LOCHINVAR Josephite Sister Anne Cavanagh has double cause to celebrate this year – the 80th anniversary of her religious profession and her 100th birthday.

The world was a different place when she was growing up in a large family in the Hastings River region of NSW. 

Anne Imelda Cavanagh was born on July 12, 1916, in Wauchope, and was the third-eldest in a family of 12 children.

At the time, the world was embroiled in war; early on, electricity and “laid on” water was at a minimum; men went to work, women stayed home; and animal-drawn vehicles still were the primary form of transportation.

Sr Cavanagh is the Lochinvar Josephites’ oldest living sister.

A spokesperson for the order said Sr Cavanagh “gleaned (from her parents) a rich interest in the local people and an awareness of practical life and politics”.

*Information supplied:*

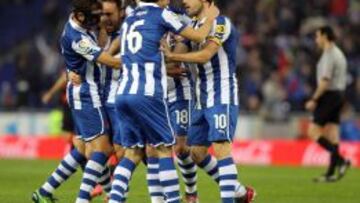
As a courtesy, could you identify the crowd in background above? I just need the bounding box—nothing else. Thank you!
[0,0,360,120]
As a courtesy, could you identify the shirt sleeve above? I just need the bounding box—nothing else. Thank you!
[207,16,231,46]
[161,9,187,34]
[71,36,102,61]
[319,52,334,79]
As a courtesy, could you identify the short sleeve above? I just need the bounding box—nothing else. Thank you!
[208,16,231,46]
[161,9,187,34]
[71,36,102,61]
[319,52,334,79]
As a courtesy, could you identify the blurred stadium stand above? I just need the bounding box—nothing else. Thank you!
[0,0,360,140]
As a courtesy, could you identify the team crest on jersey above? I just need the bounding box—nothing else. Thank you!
[75,39,97,55]
[215,25,225,34]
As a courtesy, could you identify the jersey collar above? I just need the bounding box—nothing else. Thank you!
[69,15,87,34]
[138,1,160,7]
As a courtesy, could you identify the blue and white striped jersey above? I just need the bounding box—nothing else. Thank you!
[191,16,239,108]
[60,16,102,110]
[102,32,121,104]
[168,11,194,103]
[118,2,186,98]
[168,63,194,103]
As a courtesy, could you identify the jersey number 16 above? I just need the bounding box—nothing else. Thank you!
[121,20,145,55]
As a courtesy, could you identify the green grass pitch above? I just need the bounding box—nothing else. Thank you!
[0,160,360,203]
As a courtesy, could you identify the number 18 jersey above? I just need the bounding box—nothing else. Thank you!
[118,2,186,99]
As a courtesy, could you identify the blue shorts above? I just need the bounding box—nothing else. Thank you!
[105,103,121,145]
[188,105,239,146]
[71,107,108,142]
[115,95,175,148]
[169,100,194,136]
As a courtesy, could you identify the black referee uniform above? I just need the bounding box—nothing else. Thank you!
[313,45,347,126]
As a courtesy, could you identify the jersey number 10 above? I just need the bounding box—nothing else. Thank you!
[121,20,145,55]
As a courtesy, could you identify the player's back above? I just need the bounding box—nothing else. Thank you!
[118,3,185,98]
[60,18,102,109]
[192,16,239,108]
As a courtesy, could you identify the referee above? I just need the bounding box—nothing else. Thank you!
[305,26,350,182]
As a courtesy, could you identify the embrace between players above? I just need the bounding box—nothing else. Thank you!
[32,0,255,203]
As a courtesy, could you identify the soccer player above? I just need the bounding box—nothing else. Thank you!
[167,5,198,203]
[306,26,350,182]
[61,0,121,203]
[163,0,255,203]
[32,0,120,203]
[110,0,218,203]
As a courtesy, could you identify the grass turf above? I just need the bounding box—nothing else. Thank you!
[0,160,360,203]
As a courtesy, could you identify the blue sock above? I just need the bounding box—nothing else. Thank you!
[159,157,180,203]
[39,149,86,196]
[177,154,197,195]
[76,152,108,203]
[198,154,219,183]
[146,157,164,203]
[99,167,111,194]
[109,158,136,203]
[218,157,237,203]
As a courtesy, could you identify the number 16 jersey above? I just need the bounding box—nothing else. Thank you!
[118,2,186,99]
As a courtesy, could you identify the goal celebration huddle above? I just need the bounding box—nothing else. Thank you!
[32,0,256,203]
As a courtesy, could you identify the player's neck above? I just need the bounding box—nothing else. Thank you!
[71,15,85,29]
[324,41,334,51]
[196,3,209,19]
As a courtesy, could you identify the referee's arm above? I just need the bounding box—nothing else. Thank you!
[305,77,330,111]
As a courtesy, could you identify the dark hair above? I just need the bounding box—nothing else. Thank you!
[72,0,101,13]
[141,0,159,3]
[102,0,123,10]
[318,25,336,41]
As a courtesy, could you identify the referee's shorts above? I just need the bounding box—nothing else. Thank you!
[313,91,345,126]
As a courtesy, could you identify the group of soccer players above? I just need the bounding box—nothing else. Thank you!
[32,0,255,203]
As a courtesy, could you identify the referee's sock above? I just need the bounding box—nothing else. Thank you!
[317,137,344,175]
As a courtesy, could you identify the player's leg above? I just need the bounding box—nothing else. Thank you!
[73,108,112,203]
[156,145,180,203]
[191,145,219,183]
[133,97,180,203]
[146,145,165,203]
[187,109,219,182]
[32,138,86,203]
[205,105,255,203]
[169,100,197,200]
[324,123,351,179]
[308,122,336,182]
[109,95,145,203]
[109,147,144,203]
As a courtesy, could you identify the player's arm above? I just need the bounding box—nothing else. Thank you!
[179,3,219,43]
[311,78,330,102]
[161,41,220,64]
[166,42,189,78]
[107,37,120,56]
[96,51,121,69]
[41,72,66,104]
[71,36,121,69]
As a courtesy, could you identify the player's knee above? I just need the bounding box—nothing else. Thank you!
[146,145,158,157]
[124,147,144,165]
[156,146,173,158]
[114,145,125,160]
[307,124,322,140]
[213,142,231,160]
[90,135,114,155]
[174,144,190,155]
[190,146,208,164]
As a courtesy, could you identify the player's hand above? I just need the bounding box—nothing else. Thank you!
[160,40,171,58]
[68,71,82,86]
[206,2,220,20]
[41,91,53,104]
[305,100,317,112]
[166,67,188,78]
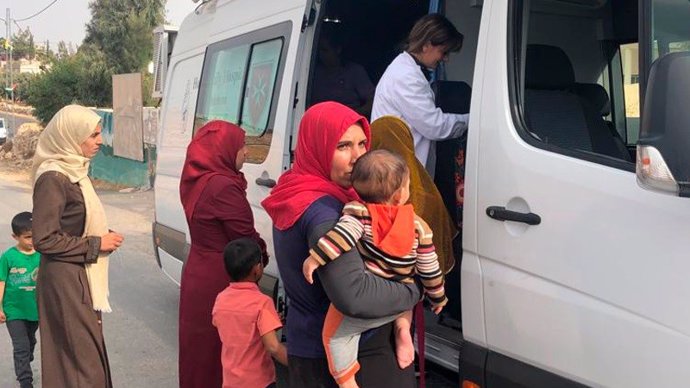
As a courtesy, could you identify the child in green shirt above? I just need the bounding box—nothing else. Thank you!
[0,212,41,388]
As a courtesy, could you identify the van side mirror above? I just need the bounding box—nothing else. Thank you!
[636,52,690,197]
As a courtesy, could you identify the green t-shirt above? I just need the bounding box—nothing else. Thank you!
[0,247,41,321]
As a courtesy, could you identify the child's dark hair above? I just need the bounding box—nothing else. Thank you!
[223,237,261,281]
[350,150,410,203]
[12,212,31,236]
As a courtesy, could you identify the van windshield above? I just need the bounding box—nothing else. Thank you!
[647,0,690,64]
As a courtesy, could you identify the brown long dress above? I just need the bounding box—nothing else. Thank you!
[32,171,112,388]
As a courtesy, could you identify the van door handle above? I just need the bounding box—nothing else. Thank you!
[486,206,541,225]
[254,175,276,188]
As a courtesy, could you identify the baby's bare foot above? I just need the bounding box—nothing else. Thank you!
[395,329,414,369]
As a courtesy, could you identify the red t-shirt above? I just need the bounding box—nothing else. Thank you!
[213,282,283,388]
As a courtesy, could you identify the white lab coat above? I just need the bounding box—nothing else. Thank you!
[371,52,469,177]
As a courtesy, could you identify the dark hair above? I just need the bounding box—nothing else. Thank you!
[350,150,410,203]
[405,13,464,53]
[320,23,345,50]
[12,212,31,237]
[223,237,261,281]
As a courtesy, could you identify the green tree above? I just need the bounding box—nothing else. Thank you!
[14,73,37,101]
[55,40,70,59]
[84,0,164,74]
[11,27,36,59]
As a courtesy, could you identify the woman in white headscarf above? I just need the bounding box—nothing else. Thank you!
[33,105,123,388]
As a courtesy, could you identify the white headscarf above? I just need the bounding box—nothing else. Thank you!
[33,105,111,312]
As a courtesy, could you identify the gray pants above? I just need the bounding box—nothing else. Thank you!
[323,305,400,384]
[6,319,38,388]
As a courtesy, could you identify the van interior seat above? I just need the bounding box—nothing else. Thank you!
[431,80,472,225]
[572,83,632,162]
[524,44,630,161]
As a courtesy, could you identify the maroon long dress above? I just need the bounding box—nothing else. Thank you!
[179,121,267,388]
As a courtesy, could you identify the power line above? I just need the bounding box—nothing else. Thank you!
[15,0,58,22]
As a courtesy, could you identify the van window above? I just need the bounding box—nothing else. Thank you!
[621,43,640,144]
[194,22,291,164]
[509,1,639,171]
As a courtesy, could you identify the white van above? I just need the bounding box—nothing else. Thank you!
[0,117,7,145]
[153,0,690,387]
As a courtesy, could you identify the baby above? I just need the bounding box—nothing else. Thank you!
[303,150,448,387]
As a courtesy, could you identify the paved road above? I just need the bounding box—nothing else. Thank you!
[0,173,458,388]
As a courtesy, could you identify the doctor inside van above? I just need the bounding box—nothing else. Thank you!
[371,14,469,177]
[312,23,375,117]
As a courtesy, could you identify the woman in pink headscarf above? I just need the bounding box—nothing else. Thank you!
[179,120,268,388]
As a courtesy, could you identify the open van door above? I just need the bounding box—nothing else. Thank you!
[462,0,690,387]
[154,0,312,295]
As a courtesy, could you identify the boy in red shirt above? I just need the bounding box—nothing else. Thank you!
[212,238,287,388]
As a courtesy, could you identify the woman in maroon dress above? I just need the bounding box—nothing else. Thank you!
[179,121,268,388]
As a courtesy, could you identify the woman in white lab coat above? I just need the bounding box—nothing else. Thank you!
[371,14,469,176]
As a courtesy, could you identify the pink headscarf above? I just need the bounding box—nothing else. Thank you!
[180,120,247,222]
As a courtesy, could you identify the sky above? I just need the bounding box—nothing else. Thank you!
[0,0,197,50]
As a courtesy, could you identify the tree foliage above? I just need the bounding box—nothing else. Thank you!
[26,58,81,124]
[10,27,36,59]
[84,0,164,74]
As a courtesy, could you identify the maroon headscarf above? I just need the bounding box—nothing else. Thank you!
[180,120,247,222]
[261,101,371,230]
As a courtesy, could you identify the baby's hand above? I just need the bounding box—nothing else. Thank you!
[302,256,319,284]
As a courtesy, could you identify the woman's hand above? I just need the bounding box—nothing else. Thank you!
[101,231,125,252]
[302,256,319,284]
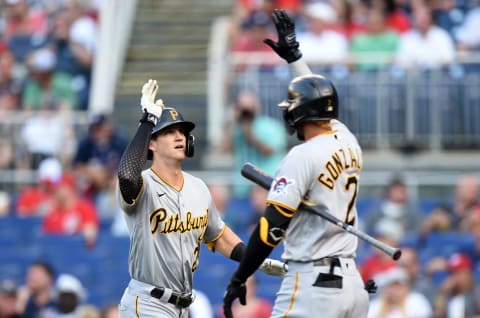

*What the exercise asks:* In the article about Sister Anne Cavanagh, in which town was she born?

*Response:* Wauchope, NSW